═════ Material provided ═════

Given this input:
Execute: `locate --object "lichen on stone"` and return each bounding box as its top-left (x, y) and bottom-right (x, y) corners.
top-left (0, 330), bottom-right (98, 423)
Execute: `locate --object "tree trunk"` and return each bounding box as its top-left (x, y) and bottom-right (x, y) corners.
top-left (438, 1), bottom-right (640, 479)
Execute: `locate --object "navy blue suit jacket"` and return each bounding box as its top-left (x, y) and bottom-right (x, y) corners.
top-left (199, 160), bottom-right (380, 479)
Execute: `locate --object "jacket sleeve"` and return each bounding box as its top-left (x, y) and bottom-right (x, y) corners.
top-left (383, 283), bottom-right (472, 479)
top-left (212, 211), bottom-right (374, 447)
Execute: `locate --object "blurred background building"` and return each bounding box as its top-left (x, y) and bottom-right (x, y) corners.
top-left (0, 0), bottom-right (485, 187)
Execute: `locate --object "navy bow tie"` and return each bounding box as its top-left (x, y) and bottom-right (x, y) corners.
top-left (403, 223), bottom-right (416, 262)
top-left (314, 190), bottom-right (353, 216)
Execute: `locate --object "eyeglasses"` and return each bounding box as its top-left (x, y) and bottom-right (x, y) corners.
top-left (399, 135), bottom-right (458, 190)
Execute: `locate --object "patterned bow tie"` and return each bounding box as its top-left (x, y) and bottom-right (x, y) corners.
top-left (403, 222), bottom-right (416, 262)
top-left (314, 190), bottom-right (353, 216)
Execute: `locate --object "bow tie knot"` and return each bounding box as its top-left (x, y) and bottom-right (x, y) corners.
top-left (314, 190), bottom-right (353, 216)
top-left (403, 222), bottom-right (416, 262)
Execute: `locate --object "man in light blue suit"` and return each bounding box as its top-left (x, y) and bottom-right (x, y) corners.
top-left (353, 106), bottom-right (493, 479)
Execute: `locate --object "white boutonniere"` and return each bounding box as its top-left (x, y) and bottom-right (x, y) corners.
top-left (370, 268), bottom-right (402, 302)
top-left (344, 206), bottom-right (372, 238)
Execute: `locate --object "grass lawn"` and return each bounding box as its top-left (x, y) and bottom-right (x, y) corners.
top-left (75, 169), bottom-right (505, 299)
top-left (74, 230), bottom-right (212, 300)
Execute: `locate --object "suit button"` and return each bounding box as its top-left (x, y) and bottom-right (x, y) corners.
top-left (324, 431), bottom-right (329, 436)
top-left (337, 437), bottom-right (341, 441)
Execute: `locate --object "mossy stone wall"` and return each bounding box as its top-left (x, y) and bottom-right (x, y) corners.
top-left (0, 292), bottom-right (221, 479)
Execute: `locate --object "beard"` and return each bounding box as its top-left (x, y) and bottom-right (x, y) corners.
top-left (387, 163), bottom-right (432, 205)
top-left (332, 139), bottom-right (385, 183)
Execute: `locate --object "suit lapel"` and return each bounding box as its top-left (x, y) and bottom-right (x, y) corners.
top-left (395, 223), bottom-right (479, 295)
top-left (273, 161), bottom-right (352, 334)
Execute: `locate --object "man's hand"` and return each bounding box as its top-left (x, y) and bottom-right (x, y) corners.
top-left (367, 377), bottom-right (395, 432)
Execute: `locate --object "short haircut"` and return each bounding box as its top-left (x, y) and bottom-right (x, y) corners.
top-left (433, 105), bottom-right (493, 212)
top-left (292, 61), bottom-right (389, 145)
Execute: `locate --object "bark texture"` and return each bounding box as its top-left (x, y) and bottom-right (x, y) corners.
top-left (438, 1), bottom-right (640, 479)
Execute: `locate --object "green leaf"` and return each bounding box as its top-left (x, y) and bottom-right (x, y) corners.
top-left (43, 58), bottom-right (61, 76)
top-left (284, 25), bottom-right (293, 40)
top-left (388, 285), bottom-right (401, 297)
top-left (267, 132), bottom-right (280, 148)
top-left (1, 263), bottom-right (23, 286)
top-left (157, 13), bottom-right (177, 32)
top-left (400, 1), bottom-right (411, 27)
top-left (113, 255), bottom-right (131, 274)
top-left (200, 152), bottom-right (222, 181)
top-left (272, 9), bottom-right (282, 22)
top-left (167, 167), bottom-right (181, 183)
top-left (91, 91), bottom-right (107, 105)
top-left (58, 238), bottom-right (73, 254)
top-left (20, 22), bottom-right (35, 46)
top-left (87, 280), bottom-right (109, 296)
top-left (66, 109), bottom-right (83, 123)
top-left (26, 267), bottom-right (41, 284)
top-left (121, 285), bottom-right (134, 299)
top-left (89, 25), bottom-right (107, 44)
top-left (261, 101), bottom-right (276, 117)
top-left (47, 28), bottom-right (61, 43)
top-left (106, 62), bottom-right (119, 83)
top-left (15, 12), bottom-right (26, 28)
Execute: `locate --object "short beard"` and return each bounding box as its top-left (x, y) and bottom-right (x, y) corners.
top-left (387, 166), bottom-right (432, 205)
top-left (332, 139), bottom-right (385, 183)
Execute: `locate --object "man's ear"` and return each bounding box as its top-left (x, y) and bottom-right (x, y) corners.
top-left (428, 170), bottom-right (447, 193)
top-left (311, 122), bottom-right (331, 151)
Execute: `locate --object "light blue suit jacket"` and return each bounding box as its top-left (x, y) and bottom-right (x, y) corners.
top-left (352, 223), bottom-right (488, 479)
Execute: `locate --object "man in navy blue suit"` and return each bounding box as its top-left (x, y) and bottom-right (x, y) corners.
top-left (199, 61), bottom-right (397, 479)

═════

→ Problem description: The lines above need to be restated word for word, all of them.

→ Answer for this exercise:
Given this input:
Execute: `locate --object "lichen on stone"` and return each bounding box as its top-left (x, y) and bottom-right (x, y) corners.
top-left (0, 330), bottom-right (98, 423)
Execute: `locate --object "tree trunk"` and return each bounding box as its top-left (x, y) and bottom-right (x, y) corners.
top-left (438, 1), bottom-right (640, 479)
Execute: `locate --object "navy blue suit jacket"` and return each bounding box as its top-left (x, y) and bottom-right (x, y) corners.
top-left (199, 160), bottom-right (380, 479)
Execute: `locate --object "jacket sleeve"` and return each bounding box as its top-left (x, y) and bottom-right (x, y) corners.
top-left (383, 283), bottom-right (472, 479)
top-left (212, 211), bottom-right (374, 447)
Execute: `locate --object "blurred background building"` and return each bounding box as its top-left (x, y) and bottom-right (x, y) corners.
top-left (0, 0), bottom-right (485, 187)
Execute: `locate --object "navy bow tie"` and return each bounding box as its top-left (x, y) and bottom-right (x, y) corners.
top-left (403, 223), bottom-right (416, 262)
top-left (314, 190), bottom-right (353, 216)
Execute: `locate --object "eyeglasses"` and return each bounding box as its top-left (x, y) and bottom-right (x, y) corners.
top-left (399, 135), bottom-right (458, 190)
Execute: `locate --object "patterned bow tie"` and return each bounding box as its top-left (x, y) and bottom-right (x, y) corners.
top-left (403, 222), bottom-right (416, 262)
top-left (314, 190), bottom-right (353, 216)
Execute: `locate --object "bow tie knot"` and return each bounding box as its top-left (x, y) and bottom-right (x, y) corners.
top-left (314, 190), bottom-right (353, 216)
top-left (403, 222), bottom-right (416, 262)
Execute: `locate --object "man in light blue suit"` and return each bounding box as its top-left (x, y) and bottom-right (x, y) corners.
top-left (353, 106), bottom-right (493, 479)
Execute: `locate --object "white boutonniere"` and return each bounding box as its top-left (x, y) and bottom-right (x, y) corners.
top-left (370, 268), bottom-right (402, 302)
top-left (344, 206), bottom-right (372, 238)
Execute: `locate --object "grass lawn"` and return each bounding box as its top-left (x, y) and bottom-right (x, y) corners.
top-left (75, 169), bottom-right (505, 299)
top-left (74, 230), bottom-right (212, 300)
Execute: `locate --object "suit button"` and return each bounding box as its top-left (x, y) and bottom-right (x, y) corners.
top-left (324, 431), bottom-right (329, 436)
top-left (337, 437), bottom-right (341, 441)
Execute: `locate --object "mossy stone wall"` and return each bounding box as its top-left (x, y) and bottom-right (x, y) corners.
top-left (0, 292), bottom-right (221, 479)
Execute: `locate --object "beard"` and return each bounding box as its top-left (x, y) and bottom-right (x, y) corners.
top-left (387, 163), bottom-right (432, 205)
top-left (332, 139), bottom-right (385, 183)
Execute: `locate --object "suit lapel"` and return each bounding box as its top-left (x, y) and bottom-right (x, y) corners.
top-left (395, 223), bottom-right (479, 295)
top-left (273, 161), bottom-right (352, 334)
Execute: `locate --object "man's hand"` and return each bounding box as its top-left (x, y) and bottom-right (x, y) corners.
top-left (367, 377), bottom-right (395, 432)
Execute: `locate --object "short haircut"` and return each bounding box as its top-left (x, y) and bottom-right (x, y) corners.
top-left (433, 105), bottom-right (493, 212)
top-left (292, 61), bottom-right (389, 145)
Execute: `locate --object "bark texture"` and return each bounding box as its top-left (x, y) and bottom-right (x, y) corners.
top-left (438, 1), bottom-right (640, 479)
Execute: `locate --object "green leaf"` and return each bounding box as its top-left (x, y) and bottom-right (x, y) corners.
top-left (43, 58), bottom-right (61, 76)
top-left (284, 25), bottom-right (293, 40)
top-left (388, 285), bottom-right (401, 297)
top-left (267, 132), bottom-right (280, 148)
top-left (1, 263), bottom-right (23, 286)
top-left (157, 13), bottom-right (177, 32)
top-left (400, 1), bottom-right (411, 27)
top-left (113, 255), bottom-right (131, 274)
top-left (200, 152), bottom-right (222, 181)
top-left (272, 9), bottom-right (282, 22)
top-left (167, 167), bottom-right (181, 183)
top-left (91, 91), bottom-right (107, 105)
top-left (58, 238), bottom-right (73, 254)
top-left (20, 22), bottom-right (35, 46)
top-left (87, 280), bottom-right (109, 296)
top-left (66, 109), bottom-right (83, 123)
top-left (26, 267), bottom-right (41, 284)
top-left (121, 285), bottom-right (134, 299)
top-left (89, 25), bottom-right (107, 44)
top-left (261, 101), bottom-right (276, 117)
top-left (47, 28), bottom-right (61, 43)
top-left (106, 62), bottom-right (119, 83)
top-left (15, 12), bottom-right (26, 28)
Execute: `locate --object "short beard"` and return each bounding box as its top-left (x, y) and bottom-right (x, y) corners.
top-left (387, 166), bottom-right (432, 205)
top-left (332, 139), bottom-right (385, 183)
Execute: `locate --object "man's ear"` and return each bounding box as its top-left (x, y) and bottom-right (x, y) corners.
top-left (428, 170), bottom-right (447, 193)
top-left (311, 122), bottom-right (331, 151)
Execute: `locate --object "light blue suit jacket"` and return each bounding box as its top-left (x, y) and bottom-right (x, y) corners.
top-left (352, 223), bottom-right (488, 479)
Execute: `locate --object "man in navy blue suit"` and return each bounding box as its top-left (x, y) and bottom-right (x, y) corners.
top-left (199, 61), bottom-right (397, 479)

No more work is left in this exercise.